What is required: Only lines containing the string "hair" belong in the answer; copy all of them from the entries.

Listed entries:
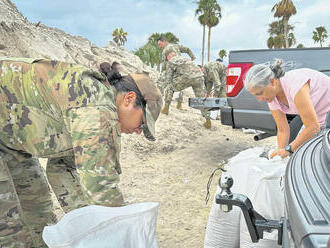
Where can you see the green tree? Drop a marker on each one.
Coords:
(284, 9)
(202, 21)
(209, 12)
(277, 37)
(170, 37)
(320, 34)
(119, 36)
(150, 53)
(222, 53)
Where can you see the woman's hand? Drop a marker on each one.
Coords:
(279, 152)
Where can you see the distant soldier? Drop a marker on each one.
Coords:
(215, 76)
(177, 49)
(65, 111)
(182, 73)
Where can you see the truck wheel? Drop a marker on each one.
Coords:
(295, 126)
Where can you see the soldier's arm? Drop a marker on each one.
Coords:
(187, 50)
(96, 143)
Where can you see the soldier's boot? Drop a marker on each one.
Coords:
(165, 109)
(179, 105)
(207, 123)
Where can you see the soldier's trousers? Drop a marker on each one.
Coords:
(198, 87)
(26, 205)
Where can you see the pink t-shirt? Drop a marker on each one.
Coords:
(294, 80)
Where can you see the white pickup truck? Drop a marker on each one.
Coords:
(240, 109)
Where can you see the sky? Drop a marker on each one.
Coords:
(243, 25)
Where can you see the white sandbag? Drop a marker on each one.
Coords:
(255, 177)
(222, 229)
(264, 187)
(132, 226)
(268, 200)
(214, 114)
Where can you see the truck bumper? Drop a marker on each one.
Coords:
(227, 117)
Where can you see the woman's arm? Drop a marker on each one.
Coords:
(283, 133)
(308, 116)
(283, 129)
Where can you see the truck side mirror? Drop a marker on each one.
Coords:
(327, 121)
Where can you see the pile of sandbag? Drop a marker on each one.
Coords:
(132, 226)
(261, 180)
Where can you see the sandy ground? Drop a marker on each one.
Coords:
(175, 169)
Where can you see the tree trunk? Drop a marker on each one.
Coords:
(209, 45)
(285, 24)
(203, 45)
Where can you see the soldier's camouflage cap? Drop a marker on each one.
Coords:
(154, 102)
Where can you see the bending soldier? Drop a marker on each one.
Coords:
(177, 49)
(55, 109)
(182, 73)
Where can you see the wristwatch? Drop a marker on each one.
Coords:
(288, 149)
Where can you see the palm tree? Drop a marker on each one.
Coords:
(202, 21)
(284, 9)
(210, 14)
(277, 38)
(222, 53)
(119, 36)
(320, 34)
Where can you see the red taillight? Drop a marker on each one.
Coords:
(235, 75)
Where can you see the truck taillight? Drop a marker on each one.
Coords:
(235, 76)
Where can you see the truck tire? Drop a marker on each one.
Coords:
(295, 126)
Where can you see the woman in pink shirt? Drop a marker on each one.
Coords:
(304, 92)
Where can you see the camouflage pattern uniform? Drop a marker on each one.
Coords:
(215, 75)
(177, 49)
(182, 73)
(61, 111)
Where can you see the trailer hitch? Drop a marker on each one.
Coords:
(256, 223)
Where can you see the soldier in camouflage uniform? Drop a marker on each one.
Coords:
(75, 116)
(177, 49)
(215, 75)
(182, 73)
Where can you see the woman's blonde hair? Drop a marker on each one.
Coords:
(259, 75)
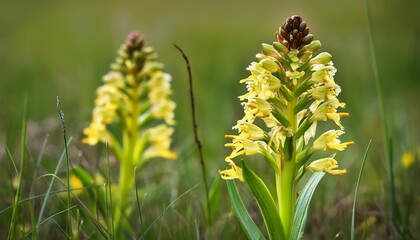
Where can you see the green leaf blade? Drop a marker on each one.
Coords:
(302, 205)
(265, 202)
(248, 225)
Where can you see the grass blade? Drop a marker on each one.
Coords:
(144, 235)
(13, 229)
(44, 203)
(248, 225)
(266, 203)
(357, 189)
(302, 205)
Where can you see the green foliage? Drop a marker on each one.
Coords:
(248, 225)
(266, 203)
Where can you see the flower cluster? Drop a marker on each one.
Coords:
(289, 92)
(135, 96)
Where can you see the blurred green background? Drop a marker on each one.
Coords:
(63, 48)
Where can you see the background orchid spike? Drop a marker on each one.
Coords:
(135, 96)
(134, 114)
(289, 91)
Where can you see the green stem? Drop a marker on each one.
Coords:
(285, 180)
(128, 162)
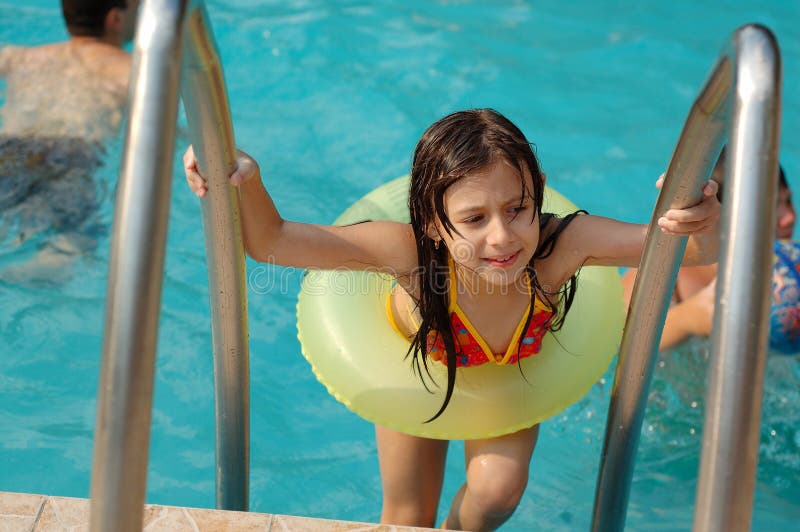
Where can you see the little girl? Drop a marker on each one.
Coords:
(475, 200)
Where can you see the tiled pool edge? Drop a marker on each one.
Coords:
(42, 513)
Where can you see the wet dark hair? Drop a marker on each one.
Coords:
(457, 146)
(86, 18)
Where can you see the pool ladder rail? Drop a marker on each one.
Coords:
(174, 49)
(740, 106)
(173, 41)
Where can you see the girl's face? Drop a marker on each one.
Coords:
(496, 230)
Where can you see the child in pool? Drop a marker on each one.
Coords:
(691, 312)
(475, 201)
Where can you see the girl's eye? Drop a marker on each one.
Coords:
(518, 209)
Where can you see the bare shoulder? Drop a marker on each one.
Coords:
(110, 62)
(10, 57)
(596, 240)
(383, 246)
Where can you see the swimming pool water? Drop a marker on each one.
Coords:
(331, 97)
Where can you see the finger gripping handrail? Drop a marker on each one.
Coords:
(740, 104)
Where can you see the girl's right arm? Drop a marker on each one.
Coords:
(384, 246)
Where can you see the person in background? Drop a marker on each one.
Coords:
(692, 310)
(74, 88)
(64, 103)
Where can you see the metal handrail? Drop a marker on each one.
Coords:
(740, 98)
(136, 264)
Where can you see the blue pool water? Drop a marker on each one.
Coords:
(331, 98)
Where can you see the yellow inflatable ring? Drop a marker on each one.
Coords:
(355, 353)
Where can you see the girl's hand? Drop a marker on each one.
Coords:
(696, 219)
(245, 169)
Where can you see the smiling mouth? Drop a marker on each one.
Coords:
(505, 260)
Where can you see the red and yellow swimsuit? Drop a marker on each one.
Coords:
(471, 348)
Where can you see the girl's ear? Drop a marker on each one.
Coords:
(114, 22)
(432, 232)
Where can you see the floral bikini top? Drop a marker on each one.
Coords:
(472, 349)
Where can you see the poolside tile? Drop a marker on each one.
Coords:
(39, 513)
(63, 514)
(287, 523)
(16, 506)
(170, 518)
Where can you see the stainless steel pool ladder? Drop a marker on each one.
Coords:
(167, 30)
(740, 105)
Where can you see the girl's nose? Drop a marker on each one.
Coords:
(499, 233)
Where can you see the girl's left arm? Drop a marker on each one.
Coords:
(594, 240)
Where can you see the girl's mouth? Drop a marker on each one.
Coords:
(503, 261)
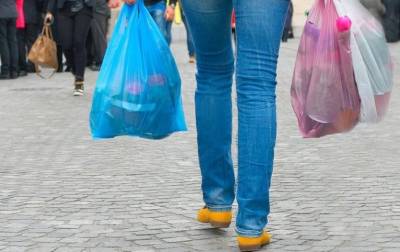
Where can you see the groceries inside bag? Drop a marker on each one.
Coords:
(333, 85)
(138, 91)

Completed exercise:
Where can you see the woman's blonde hair? Drop a marker on each one.
Where can you see the wet dark hair? Drop a marker on each one.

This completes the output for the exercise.